* TEXT TO READ *
The 1965 Pacific hurricane season officially started May 15, 1965, in the eastern Pacific, and June 1, 1965, in the central Pacific, and lasted until November 30, 1965. These dates conventionally delimit the period of each year when most tropical cyclones form in the northeast Pacific Ocean. A total of ten systems were observed. The most notable storm was Tropical Storm Hazel, which killed six people in Mexico.

== Systems ==
=== Tropical Storm Victoria ===

On June 4, a tropical depression formed 585 mi southwest of Acapulco, Mexico Early the next day, the depression system intensified into the first tropical storm of the season and was named Victoria. At that time, the storm was at its peak intensity of 50 mph which it retained while moving the northwest. Early on June 7, the tropical storm weakened into a tropical depression before dissipating six hours later. In all, Tropical Storm Victoria stayed at sea.

=== Tropical Storm Wallie ===

Early on the morning of June 17, a tropical depression formed 185 mi west of Puerto Angel, Mexico. The depression strengthened into Tropical Storm Wallie. Meanwhile, Wallie was at its peak intensity of 50 mph. Wallie headed northwest and degenerated into an area of low pressure just off the Mexican coast early on June 18. The remnant low made landfall in the near Zihuatanejo, Mexico early on June 18. The low dissipated later that day.

Damage in Mexico from Wallie was described as the worst in eight years. Monetary damages were described was being in the "thousands", however an exact damage total is unknown. No deaths were reported due to the storm.

=== Tropical Storm Ava ===

Early on June 29, a tropical storm was identified 535 mi south of Cabo San Lucas, Mexico and named Ava. At that time, the storm was at peak intensity of 50 mph. However, Tropical Storm Ava weakened into a tropical depression within 24 hours. Late on June 30, the depression re-strengthened into a tropical storm and regained peak intensity. At this time, the storm took a track that went north and back south gently. On July 3, Tropical Storm Ava weakened into a tropical depression. Ava dissipated early on July 5. The tropical storm stayed at sea, and no damage was reported.

=== Tropical Storm Bernice ===

On June 30, Tropical Storm Bernice formed. At this time, the system was located 275 mi south of Puerto Angel, Mexico. For the next few days, the storm moved northeastward, while maintaining peak intensity of 50 mph. On July 5, Bernice stopped its northeastward motion and began to turn east, Berice dissipating on July 8, without ever impacting any land masses.

=== Tropical Storm Claudia ===

During the afternoon of August 7, a tropical depression formed 150 miles southwest of Cabo San Lucas, Mexico. On August 8, the cyclone strengthened into Tropical Storm Claudia. At that time, Claudia was reaching its peak intensity of 50 mph, while also beginning to recurve to the north. The storm remained at peak intensity while re-curving until August 10 when the wind speeds decreased slightly and advisories were discontinued. The storm never affected land.

* SOURCE RECORDS *
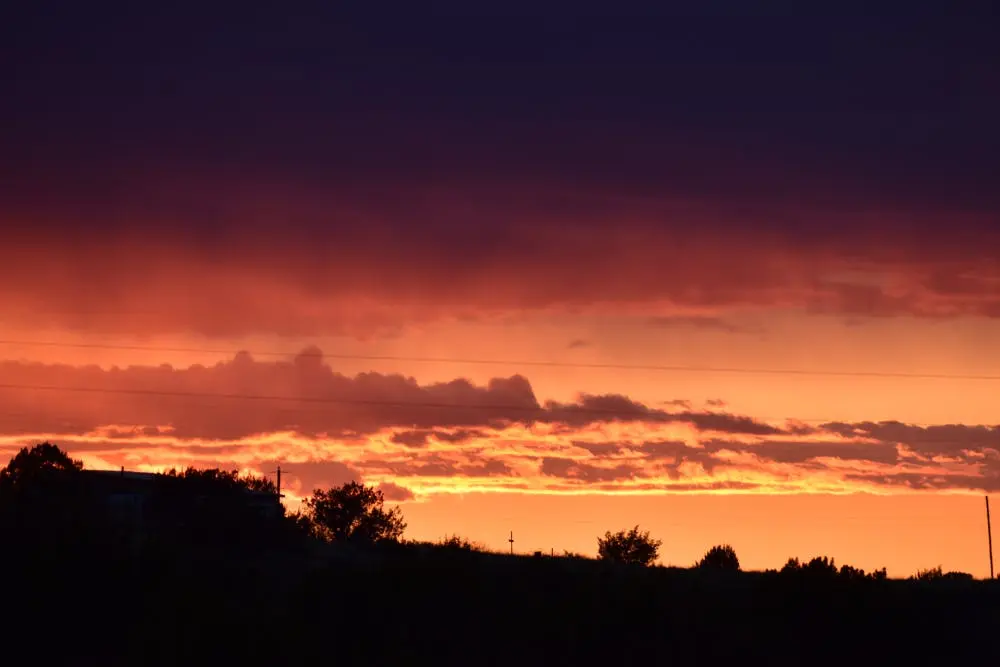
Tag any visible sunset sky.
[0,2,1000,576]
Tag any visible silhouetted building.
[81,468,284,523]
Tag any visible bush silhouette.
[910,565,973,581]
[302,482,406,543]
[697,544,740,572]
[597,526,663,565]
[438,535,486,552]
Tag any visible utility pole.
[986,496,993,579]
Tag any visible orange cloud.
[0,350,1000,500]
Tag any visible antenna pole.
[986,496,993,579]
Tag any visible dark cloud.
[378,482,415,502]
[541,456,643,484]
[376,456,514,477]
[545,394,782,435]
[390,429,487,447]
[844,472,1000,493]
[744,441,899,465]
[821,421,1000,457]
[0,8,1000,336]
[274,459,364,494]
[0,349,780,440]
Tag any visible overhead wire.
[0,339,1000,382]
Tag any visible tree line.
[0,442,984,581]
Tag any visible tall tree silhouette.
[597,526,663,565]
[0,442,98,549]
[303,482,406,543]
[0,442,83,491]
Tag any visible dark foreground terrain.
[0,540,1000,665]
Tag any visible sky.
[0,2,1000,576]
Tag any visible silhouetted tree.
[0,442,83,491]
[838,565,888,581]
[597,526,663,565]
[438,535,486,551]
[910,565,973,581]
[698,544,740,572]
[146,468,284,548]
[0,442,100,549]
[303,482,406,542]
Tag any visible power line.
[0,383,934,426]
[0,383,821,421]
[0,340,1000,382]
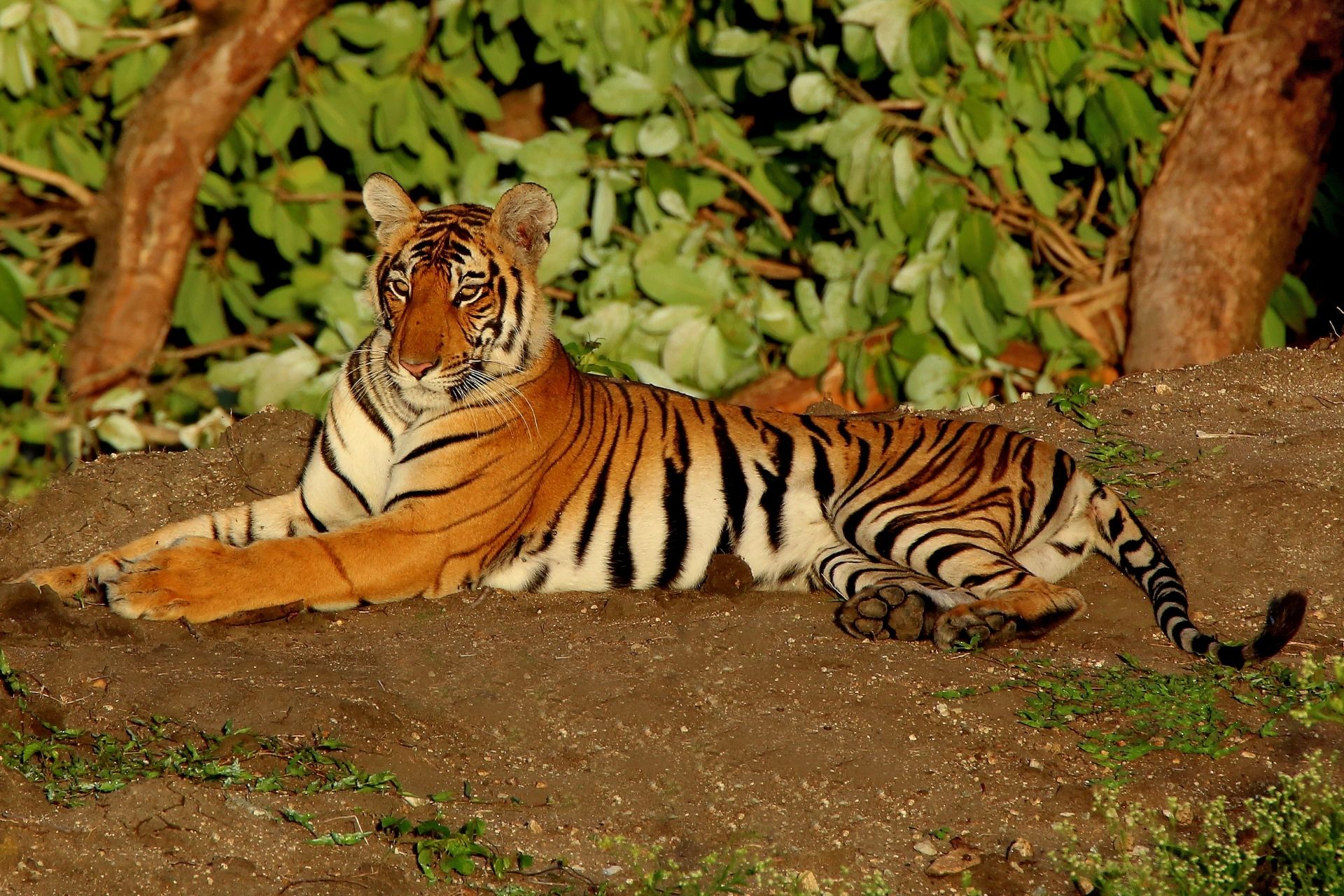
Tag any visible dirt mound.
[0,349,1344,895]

--

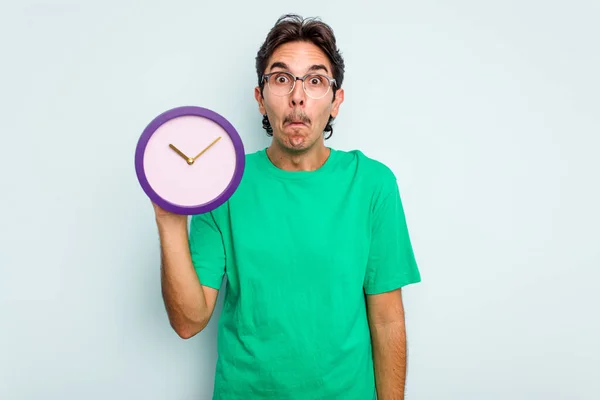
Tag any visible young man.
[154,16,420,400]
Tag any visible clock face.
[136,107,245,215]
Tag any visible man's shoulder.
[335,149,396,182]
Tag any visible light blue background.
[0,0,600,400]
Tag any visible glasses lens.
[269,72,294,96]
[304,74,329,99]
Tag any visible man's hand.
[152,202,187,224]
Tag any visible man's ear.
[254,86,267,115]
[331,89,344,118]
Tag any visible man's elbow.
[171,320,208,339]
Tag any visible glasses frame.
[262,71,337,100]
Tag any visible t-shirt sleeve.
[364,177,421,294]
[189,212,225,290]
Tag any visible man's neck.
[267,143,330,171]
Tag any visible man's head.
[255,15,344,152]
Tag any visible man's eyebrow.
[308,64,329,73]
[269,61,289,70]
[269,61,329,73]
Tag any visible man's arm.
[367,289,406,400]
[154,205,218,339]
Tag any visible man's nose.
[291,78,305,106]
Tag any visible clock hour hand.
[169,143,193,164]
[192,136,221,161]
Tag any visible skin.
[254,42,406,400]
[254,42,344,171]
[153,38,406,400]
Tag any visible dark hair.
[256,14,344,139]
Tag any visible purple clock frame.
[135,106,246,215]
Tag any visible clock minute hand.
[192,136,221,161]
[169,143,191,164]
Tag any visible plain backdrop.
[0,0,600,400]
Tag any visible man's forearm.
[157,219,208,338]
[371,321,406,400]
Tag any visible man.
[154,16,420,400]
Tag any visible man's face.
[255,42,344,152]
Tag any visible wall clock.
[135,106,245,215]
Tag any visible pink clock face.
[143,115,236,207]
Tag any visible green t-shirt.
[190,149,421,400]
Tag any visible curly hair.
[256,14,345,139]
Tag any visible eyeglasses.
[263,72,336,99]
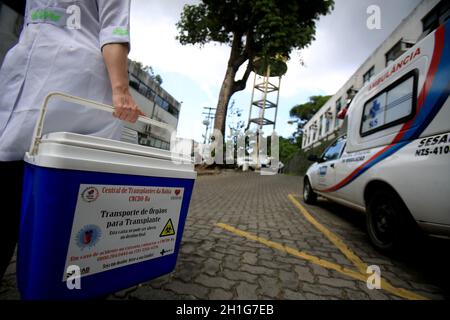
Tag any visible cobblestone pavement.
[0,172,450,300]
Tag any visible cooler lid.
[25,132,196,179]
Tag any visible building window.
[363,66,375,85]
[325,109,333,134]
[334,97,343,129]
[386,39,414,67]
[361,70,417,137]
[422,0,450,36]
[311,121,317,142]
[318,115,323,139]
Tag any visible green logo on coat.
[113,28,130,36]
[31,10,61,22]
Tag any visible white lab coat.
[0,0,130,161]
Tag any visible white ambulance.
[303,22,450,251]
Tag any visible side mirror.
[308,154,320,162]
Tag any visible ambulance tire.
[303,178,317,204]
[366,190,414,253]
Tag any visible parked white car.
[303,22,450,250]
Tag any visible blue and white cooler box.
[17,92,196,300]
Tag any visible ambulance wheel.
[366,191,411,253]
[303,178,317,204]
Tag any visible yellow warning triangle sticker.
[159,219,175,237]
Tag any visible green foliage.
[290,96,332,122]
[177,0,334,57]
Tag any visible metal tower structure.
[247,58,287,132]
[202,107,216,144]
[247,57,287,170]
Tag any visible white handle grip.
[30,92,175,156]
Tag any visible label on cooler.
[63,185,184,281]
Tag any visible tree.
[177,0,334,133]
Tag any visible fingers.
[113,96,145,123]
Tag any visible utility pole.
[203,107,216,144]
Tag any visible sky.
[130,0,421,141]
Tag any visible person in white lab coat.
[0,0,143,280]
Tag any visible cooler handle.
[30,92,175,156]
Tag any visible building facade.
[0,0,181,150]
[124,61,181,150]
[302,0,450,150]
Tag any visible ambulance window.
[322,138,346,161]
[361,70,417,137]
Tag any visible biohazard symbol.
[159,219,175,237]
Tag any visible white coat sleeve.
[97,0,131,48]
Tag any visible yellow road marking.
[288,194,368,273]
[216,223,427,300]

--

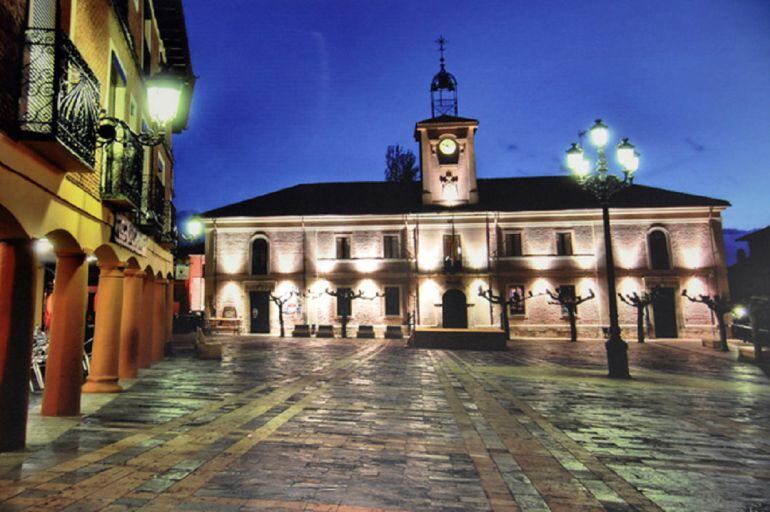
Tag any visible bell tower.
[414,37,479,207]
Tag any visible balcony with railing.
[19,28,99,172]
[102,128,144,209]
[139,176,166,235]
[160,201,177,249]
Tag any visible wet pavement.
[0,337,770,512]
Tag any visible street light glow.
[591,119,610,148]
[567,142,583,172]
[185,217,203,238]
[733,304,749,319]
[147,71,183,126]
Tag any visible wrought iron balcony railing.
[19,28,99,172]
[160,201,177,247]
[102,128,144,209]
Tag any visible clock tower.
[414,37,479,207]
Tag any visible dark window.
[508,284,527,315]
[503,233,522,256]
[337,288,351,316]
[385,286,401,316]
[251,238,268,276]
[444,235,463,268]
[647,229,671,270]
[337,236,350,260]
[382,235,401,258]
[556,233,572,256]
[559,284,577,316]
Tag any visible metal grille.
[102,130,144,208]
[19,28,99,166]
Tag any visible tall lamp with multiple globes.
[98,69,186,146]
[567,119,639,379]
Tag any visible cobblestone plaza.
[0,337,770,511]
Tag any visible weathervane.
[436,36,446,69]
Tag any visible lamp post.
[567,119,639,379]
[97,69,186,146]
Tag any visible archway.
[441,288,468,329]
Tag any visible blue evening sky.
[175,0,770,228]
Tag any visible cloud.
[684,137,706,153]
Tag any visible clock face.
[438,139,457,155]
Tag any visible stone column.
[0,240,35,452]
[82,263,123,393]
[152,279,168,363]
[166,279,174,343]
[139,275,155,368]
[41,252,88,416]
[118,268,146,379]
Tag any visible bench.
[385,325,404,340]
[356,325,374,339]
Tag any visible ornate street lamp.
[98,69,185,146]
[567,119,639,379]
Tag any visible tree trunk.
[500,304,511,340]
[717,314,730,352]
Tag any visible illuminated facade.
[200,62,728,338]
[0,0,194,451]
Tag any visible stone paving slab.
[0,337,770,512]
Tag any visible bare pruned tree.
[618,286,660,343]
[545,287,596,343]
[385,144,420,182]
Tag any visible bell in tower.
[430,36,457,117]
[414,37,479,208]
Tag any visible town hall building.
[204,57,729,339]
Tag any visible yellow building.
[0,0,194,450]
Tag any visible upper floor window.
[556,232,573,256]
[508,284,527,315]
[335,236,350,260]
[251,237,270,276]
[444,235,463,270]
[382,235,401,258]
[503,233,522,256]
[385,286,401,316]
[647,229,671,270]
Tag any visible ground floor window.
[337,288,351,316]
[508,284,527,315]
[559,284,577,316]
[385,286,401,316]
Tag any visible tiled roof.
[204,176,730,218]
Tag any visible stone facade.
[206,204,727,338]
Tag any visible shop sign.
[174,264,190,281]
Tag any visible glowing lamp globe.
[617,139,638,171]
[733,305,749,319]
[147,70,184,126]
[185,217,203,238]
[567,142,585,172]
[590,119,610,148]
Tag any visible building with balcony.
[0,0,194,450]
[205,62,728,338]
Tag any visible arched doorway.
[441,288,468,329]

* PROBLEM SET *
1/ Print the entries starting with the line containing "Tag any visible man's arm." and going on through the line containing "[135,106,246,215]", with both of those lines included.
2/ Proceed with the account of the 1965 Pacific hurricane season, picking up right after its last sentence.

* THE RESULTS *
1/
Tag any visible man's arm.
[367,289,406,400]
[154,205,218,339]
Tag any visible man's nose.
[291,78,305,106]
Tag any visible clock hour hand.
[169,143,193,164]
[192,136,221,161]
Tag any visible skin.
[254,42,406,400]
[254,42,344,171]
[153,38,406,400]
Tag any visible dark hair.
[256,14,344,139]
Tag any visible purple clock frame.
[135,106,246,215]

2/
=== Tropical Storm Doreen ===

Late on August 19, Tropical Storm Doreen was first located with a TIROS satellite image. The next day, a ship, the San Juan Prospector reported winds of 40 kn and a pressure of 975 mbar (hPa). At this time, Doreen was moving to the northwest as 10 knots. On August 21, Doreen altered its course to the west, but reversed back to its original heading the next day. On August 22, the ship Kyoyu Maru, which was just north of the storm's center reported winds of 60 kn. Over the next few days, the storm gently recurved northward but then slowed down and headed to the southwest. On August 30, Tropical Storm Doreen crossed the Central Pacific where it dissipated the next morning. During the course of the system, 13 ships reported winds related to Doreen, but no damage was reported.

=== Hurricane Emily ===

On August 30, a moderate tropical storm developed. It slowing intensified, becoming the first hurricane of this season at 1200 UTC August 31. Emily began to weaken while moving northward in the Eastern Pacific. On 0000 UTC time September 3, Emily weakened into a tropical depression. It hit Baja California at the same intensity on September 6. According to one source, Emily was the first potentially hazardous storm in many years to approach Southern California. It approached Southern California while the SEALAB II Project was underway at La Jolla, California. There was concern that waves from Emily would move the Berkone, a support ship for SEALAB, away from the SEALAB site as the project would have to be halted. Rainfall totals reach 1 in in isolated areas.

=== Tropical Storm Florence ===

Tropical Storm Florence first formed on September 8 as a tropical depression. After 24 hours, Florence intensified into a tropical storm. At that time, the cyclone peaked with 50 mph winds. However, on September 11, Florence suddenly weakened. After maintaining its intensity for a while, the depression was declared dissipated. Florence stayed at sea and no deaths or damage were reported.

=== Tropical Storm Glenda ===

Tropical Storm Glenda formed on September 13 and maintained the same intensity of 50 mph for nine days before advisories were dropped.

=== Tropical Storm Hazel ===

Hazel developed from a northward-moving disturbance that originated southeast of Socorro Island. After reaching tropical storm strength on the Saffir–Simpson hurricane scale, the cyclone turned to the east-northeast – a motion confirmed by a ship report. The storm made landfall near Mazatlán on September 26 and quickly became extratropical. Thousands more were left homeless. Mazatlán's shrimp fleet, which makes up the base of the city's economy, suffered major damage, while in southern Sinaloa, 55,000 acres of cotton, corn, and sorghum were lost. At least 50 boats were damaged or sunk by the storm. The damage from the storm was estimated at $10 million (1965 USD) and possibly more, making Hazel the costliest tropical cyclone of the season.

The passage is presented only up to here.